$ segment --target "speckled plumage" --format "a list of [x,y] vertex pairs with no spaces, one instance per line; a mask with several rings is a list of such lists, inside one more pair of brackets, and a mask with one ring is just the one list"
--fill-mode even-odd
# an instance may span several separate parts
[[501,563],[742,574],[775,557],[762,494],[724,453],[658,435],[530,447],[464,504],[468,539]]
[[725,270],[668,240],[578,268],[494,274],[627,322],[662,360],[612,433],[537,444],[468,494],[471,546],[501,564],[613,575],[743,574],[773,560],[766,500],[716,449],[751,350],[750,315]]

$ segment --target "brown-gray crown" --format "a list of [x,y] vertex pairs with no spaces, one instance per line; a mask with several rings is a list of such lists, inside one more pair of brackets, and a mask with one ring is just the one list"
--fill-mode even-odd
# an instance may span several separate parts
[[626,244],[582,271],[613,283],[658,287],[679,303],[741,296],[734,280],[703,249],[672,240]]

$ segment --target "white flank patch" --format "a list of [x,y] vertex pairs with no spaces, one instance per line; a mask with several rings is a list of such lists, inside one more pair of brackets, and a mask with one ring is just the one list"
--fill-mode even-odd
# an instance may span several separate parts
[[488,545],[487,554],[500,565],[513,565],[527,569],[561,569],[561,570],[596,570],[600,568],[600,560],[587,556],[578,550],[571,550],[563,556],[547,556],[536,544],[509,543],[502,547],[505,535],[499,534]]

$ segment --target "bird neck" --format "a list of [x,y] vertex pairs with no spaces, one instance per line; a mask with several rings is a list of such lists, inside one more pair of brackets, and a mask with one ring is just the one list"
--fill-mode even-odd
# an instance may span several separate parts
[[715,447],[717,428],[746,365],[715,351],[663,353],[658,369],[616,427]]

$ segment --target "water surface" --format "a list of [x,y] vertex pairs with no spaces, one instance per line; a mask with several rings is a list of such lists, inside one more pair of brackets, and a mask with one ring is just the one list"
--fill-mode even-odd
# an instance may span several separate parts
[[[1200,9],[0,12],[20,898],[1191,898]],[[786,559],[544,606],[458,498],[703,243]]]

[Problem]: Extract the entries above verbatim.

[Written solution]:
$ segment --target "speckled plumage" --format "a list of [x,y] vertex pairs with no spaces, one instance per line; a mask with several rings is a list of such lists, inside one more pair of brackets, and a mask with one ring is just the one list"
--fill-mode even-odd
# an instance may span several separate parts
[[501,563],[742,574],[775,557],[762,494],[724,453],[658,435],[530,447],[464,504],[468,539]]
[[725,270],[668,240],[578,268],[494,274],[627,322],[662,360],[612,433],[537,444],[468,494],[471,546],[501,564],[613,575],[743,574],[773,560],[766,500],[716,449],[751,350],[750,315]]

$ segment --target "brown-gray crown" --format "a list of [x,y] vertex pairs with no spaces, one instance per line; a mask with several rings is a list of such lists, inside one more pair of brackets, and a mask with one ring is just the one list"
--fill-mode even-odd
# an instance may span several separate parts
[[626,244],[582,271],[613,283],[658,287],[679,303],[741,296],[734,280],[703,249],[672,240]]

$ segment --target "white flank patch" --format "a list of [x,y] vertex pairs with no spaces, one instance per line; a mask with several rings is a list of such lists, inside one more pair of brackets, and a mask with one ring is just the one list"
--fill-mode even-odd
# an instance may span several separate parts
[[488,545],[487,554],[500,565],[513,565],[527,569],[561,569],[561,570],[596,570],[600,568],[600,560],[587,556],[578,550],[571,550],[563,556],[547,556],[536,544],[509,543],[502,547],[505,535],[499,534]]

$ segment --target "bird neck" --format "a list of [x,y] vertex pairs with no spaces, one instance per line; a mask with several rings is a list of such lists, inside one more pair of brackets, and a mask with one ring is just the one list"
--fill-mode even-odd
# an instance may span several separate parts
[[715,447],[717,428],[746,365],[715,351],[663,353],[658,369],[616,427]]

$ segment --target "water surface" --format "a list of [x,y] vertex pairs with no spaces, one instance per line; a mask with several rings is a list of such lists, inside one more pair of brackets, and a mask with one ring is just the one list"
--fill-mode even-odd
# an instance may span several separate parts
[[[1200,9],[0,12],[20,898],[1191,898]],[[786,559],[544,606],[458,498],[703,243]]]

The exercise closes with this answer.